NEW RESEARCH FROM THE INSTITUTE FOR FISCAL STUDIES (IFS) finds that one of England’s biggest early years programmes delivered long-lasting health benefits for children through their teenage years.

Taken together, the savings from reduced hospitalisations up to age 15 offset around 31 per cent of spending on the programme.

Established in 1999, Sure Start Children’s Centres brought together health, parenting support, childcare and parental employment services into a one-stop shop for families with children under five. At its peak in 2010, Sure Start received £1.8 billion a year (a third of overall early years spending), but spending has since fallen by more than two-thirds as many centres have been closed, scaled back or integrated into Family Hubs.

The research, funded by the Nuffield Foundation, builds on previous IFS analysis and provides the first evidence of how this major initiative affected children’s health up to age 15. Focusing on the 2000s (when the programme was expanding), the researchers found that the impact of Sure Start changed as children aged:

  • Greater access to Sure Start initially increased hospitalisations at age 1.This likely to be a reflection of the programme’s role in referring parents to appropriate healthcare for children’s illnesses, and greater exposure to infectious illnesses from group settings.

- Exercise goal:
Reproduce the Sure Start research summary above word for word, in full.

- Source data:
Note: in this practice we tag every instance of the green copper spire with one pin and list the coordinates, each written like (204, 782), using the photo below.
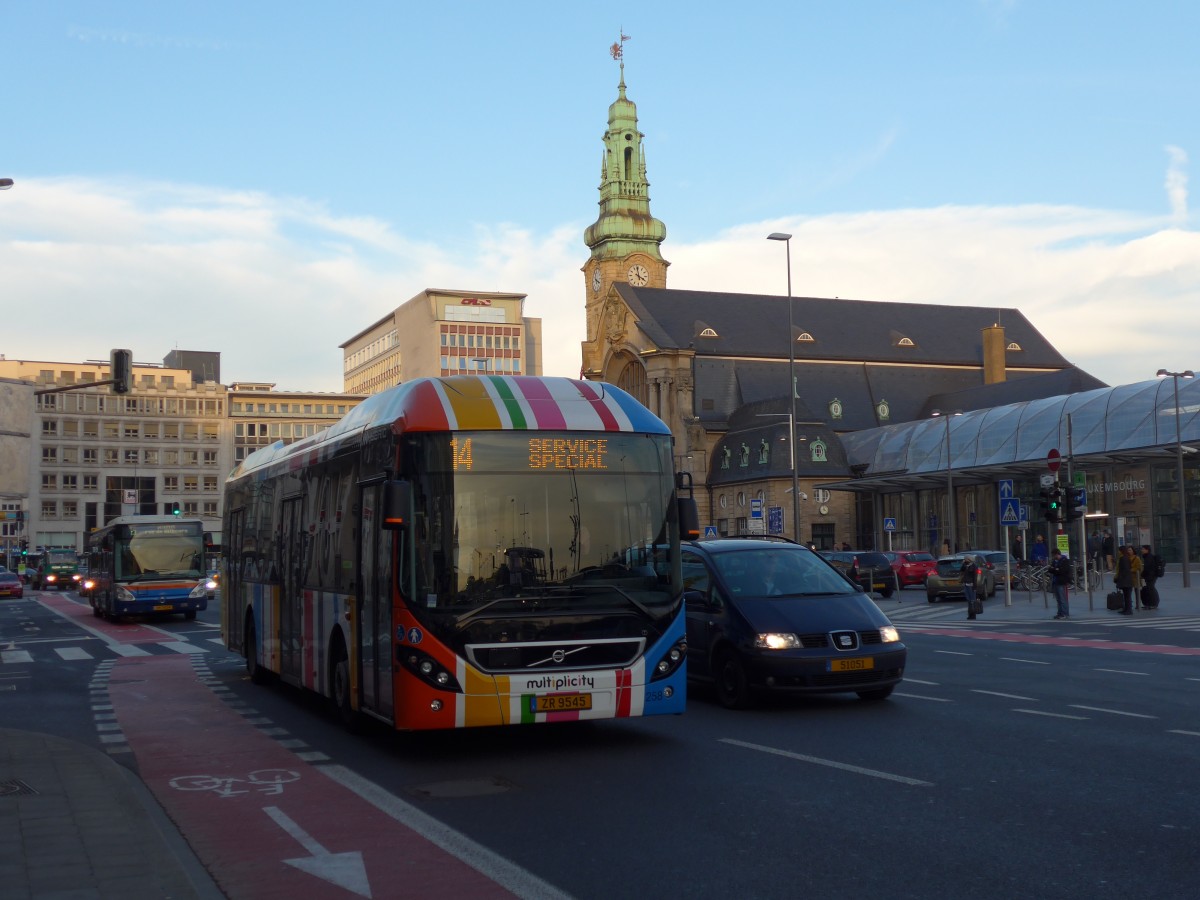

- Solution for this exercise:
NEW RESEARCH FROM THE INSTITUTE FOR FISCAL STUDIES (IFS) finds that one of England’s biggest early years programmes delivered long-lasting health benefits for children through their teenage years.

Taken together, the savings from reduced hospitalisations up to age 15 offset around 31 per cent of spending on the programme.

Established in 1999, Sure Start Children’s Centres brought together health, parenting support, childcare and parental employment services into a one-stop shop for families with children under five. At its peak in 2010, Sure Start received £1.8 billion a year (a third of overall early years spending), but spending has since fallen by more than two-thirds as many centres have been closed, scaled back or integrated into Family Hubs.

The research, funded by the Nuffield Foundation, builds on previous IFS analysis and provides the first evidence of how this major initiative affected children’s health up to age 15. Focusing on the 2000s (when the programme was expanding), the researchers found that the impact of Sure Start changed as children aged:

  • Greater access to Sure Start initially increased hospitalisations at age 1.This likely to be a reflection of the programme’s role in referring parents to appropriate healthcare for children’s illnesses, and greater exposure to infectious illnesses from group settings.